(TEXT):
☆ ☆ ☆ ☆

# Made the Decision to Move LA's



## Milktray (Jun 12, 2005)

Hi All

Well we were delivered the final straw that broke the camels back today and have decided to move to a different LA (all being well and they take us on).

We have been waiting since the 15th of July 2005 to go on a prep course.  We were told that it was originally likelyto be spring/summer of 2006.  I rang them up today as we had not heard anything for a while and I have just been told that in line with the new legislation we will now be invited for an information evening, but this is unlikely to take place until around Sept     After this we will then be invited to attend the prep groups probably around November   

So enough is enough I have called another LA and have filled in their form to send off.  They say that they are running prep courses in April and still have spaces and that they are looking at running one earlier than that to cope with the demand!

Unlike our current LA who keeps cancelling and putting things further and further back.  We have had problems from day one really.  Every time I ring they say, 'have you not received the letter we sent?' .......

So fingers crossed that the new LA will take us on and we can at last start to get somewhere.  I know that this is a waiting game and we are prepared to wait for our dream (it's been 10 years in the making already!!) but I do not think that we should wait unessecarily if we don't have to!

Rant over!!

T x


----------



## magenta (Nov 2, 2004)

All the best with the move.  it sounds like your current LA really are slow to get people approved.  Let's hope all goes well with the move.

magenta x


----------



## superal (May 27, 2005)

Hi Milktray

I think you've made the right decision in changing LA's & I wish you lots of luck with your next stage of this journey.

☆ ☆ ☆ ☆

(SUPPLIED ENTRIES):

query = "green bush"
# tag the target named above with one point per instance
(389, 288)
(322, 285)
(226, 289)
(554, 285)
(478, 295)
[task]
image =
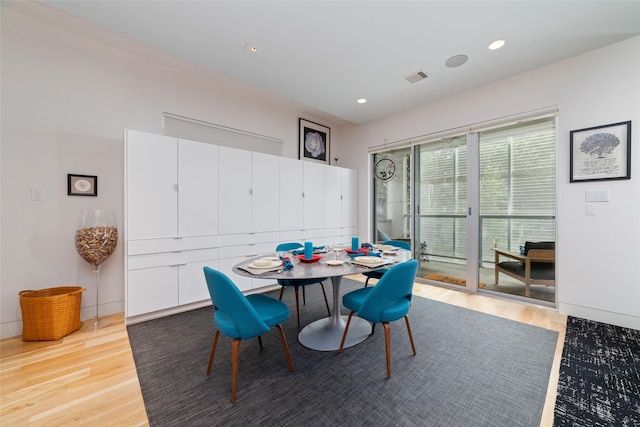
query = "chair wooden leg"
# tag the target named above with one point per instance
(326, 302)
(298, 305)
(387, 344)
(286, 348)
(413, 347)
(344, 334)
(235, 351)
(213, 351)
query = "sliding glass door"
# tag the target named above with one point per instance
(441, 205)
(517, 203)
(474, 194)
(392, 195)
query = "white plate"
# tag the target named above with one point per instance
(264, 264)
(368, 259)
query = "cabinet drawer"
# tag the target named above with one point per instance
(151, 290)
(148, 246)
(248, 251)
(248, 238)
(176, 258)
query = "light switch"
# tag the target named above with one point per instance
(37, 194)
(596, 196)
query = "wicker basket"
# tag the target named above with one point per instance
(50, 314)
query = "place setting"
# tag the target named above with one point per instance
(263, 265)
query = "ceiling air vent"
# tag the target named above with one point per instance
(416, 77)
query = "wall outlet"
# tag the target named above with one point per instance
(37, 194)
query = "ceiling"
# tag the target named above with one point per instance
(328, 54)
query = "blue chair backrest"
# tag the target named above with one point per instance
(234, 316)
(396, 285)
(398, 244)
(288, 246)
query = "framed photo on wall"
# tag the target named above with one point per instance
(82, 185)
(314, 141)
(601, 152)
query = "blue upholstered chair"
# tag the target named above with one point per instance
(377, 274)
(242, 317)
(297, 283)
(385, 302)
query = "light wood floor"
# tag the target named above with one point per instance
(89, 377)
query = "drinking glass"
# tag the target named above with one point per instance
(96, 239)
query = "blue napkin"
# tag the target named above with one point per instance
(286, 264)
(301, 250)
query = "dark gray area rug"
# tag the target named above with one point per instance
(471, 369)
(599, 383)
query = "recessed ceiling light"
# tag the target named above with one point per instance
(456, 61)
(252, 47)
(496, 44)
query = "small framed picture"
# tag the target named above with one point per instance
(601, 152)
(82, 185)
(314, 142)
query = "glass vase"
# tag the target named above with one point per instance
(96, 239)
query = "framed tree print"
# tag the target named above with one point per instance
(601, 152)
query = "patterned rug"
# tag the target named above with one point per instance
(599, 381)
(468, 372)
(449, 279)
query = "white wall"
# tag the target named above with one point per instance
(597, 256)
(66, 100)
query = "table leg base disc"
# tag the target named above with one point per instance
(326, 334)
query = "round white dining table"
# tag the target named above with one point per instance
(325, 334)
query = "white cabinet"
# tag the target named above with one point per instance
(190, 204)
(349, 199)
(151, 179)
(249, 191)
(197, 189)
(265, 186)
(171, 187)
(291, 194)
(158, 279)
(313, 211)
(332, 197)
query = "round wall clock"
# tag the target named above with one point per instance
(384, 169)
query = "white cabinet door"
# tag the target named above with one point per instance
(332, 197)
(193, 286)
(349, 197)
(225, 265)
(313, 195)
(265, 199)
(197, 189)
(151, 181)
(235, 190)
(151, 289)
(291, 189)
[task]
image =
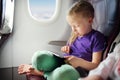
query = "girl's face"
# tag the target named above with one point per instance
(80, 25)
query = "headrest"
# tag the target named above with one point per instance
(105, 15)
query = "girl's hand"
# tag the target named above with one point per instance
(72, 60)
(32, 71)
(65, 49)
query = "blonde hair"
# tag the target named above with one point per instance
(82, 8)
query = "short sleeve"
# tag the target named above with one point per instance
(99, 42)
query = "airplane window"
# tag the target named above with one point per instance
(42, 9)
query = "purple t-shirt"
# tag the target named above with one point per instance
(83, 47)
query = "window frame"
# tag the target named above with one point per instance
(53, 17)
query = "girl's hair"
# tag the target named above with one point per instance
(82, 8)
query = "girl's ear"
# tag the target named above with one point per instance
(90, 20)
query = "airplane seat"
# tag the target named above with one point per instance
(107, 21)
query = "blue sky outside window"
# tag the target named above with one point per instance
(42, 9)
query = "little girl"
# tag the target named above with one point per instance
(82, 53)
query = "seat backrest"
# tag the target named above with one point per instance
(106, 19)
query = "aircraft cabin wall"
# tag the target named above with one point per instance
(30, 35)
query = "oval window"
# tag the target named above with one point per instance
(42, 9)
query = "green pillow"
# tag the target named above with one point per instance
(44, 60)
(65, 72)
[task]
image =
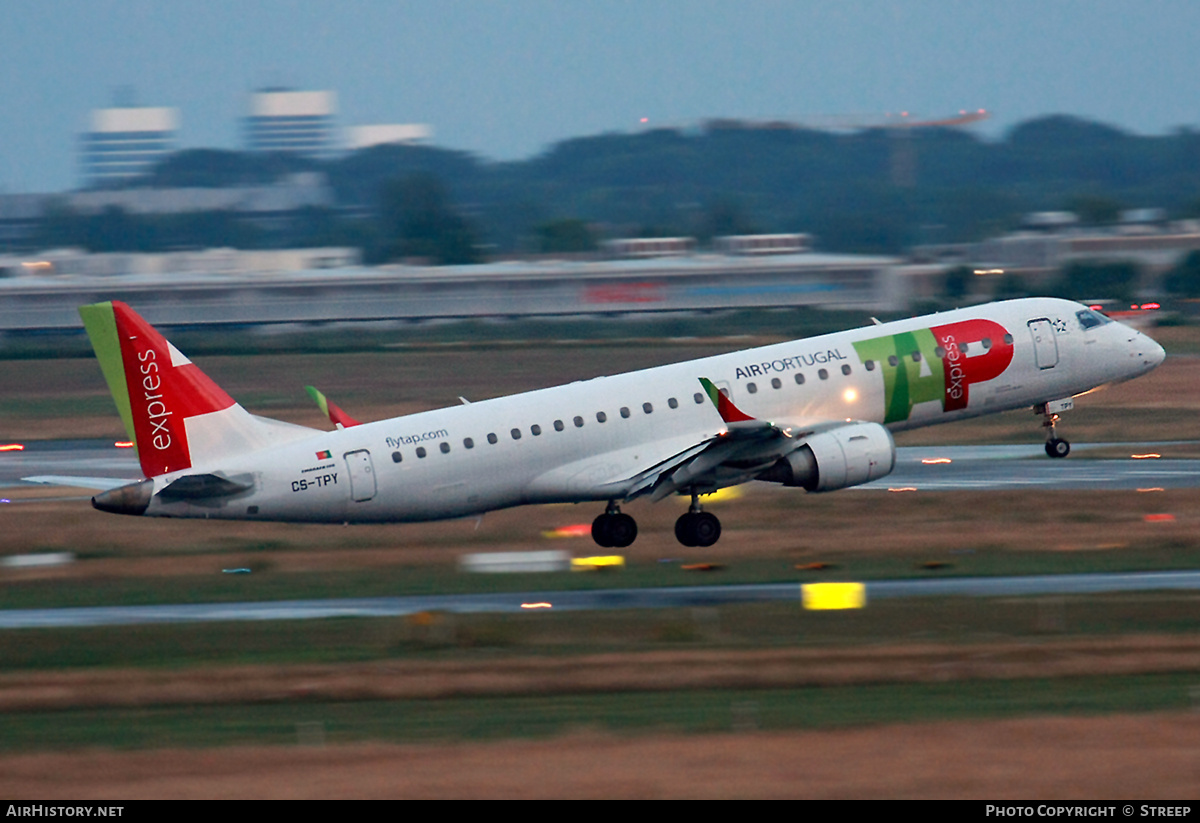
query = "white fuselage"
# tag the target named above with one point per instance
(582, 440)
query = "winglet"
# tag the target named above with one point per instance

☆ ☆ ☆ ☆

(EXERCISES TO COMPLETE):
[1] In the forum thread about changing LAs, since what date has Milktray been waiting to go on a prep course?
[2] Decide whether each statement agrees with the forum thread about changing LAs. Answer yes or no for each, and quote the words from the thread that settle it.
(a) The other LA that Milktray called is running prep courses in April and still has spaces.
(b) Milktray was told that the information evening would probably take place around November.
(c) superal thinks that changing LA's was the wrong decision.
[3] Continue the forum thread about changing LAs, starting after its last sentence.

(RESULTS FOR EACH TASK):
[1] Since the 15th of July 2005.

[2]
(a) Yes: "They say that they are running prep courses in April and still have spaces"
(b) No: "this is unlikely to take place until around Sept"
(c) No: "I think you've made the right decision in changing LA's"

[3]
I hope things move quicker for you and you get to be come a Mummy, sooner rather than later.

Love
Andrea
xx


----------



## Milktray (Jun 12, 2005)

Thanks both


----------



## alex28 (Jul 29, 2004)

i too think you have made the right decision.  If it has taken them this long just to arrange the open evening then how long would you have to wait to be approved.  Good luck with the new LA.  Im sure your LA will kick themselves for losing out on people who will make wonderful parents.  Their loss, your gain!


----------



## Mummyof2 (Jul 31, 2003)

Hi, I swapped LAs and have never looked back.  The first one was useless but the second one is very good.  We don't regret our decision, although we had a long delay after we swapped as we had to be crb checked again for new LA and that took ages to come through.

All the best


----------



## *Jenny* (Aug 24, 2005)

Good Luck to you, I probably would do the same in your postion. 

         

Jenny


----------



## Milktray (Jun 12, 2005)

It's really weird as it kind of feels like a weight has been lifted off us!!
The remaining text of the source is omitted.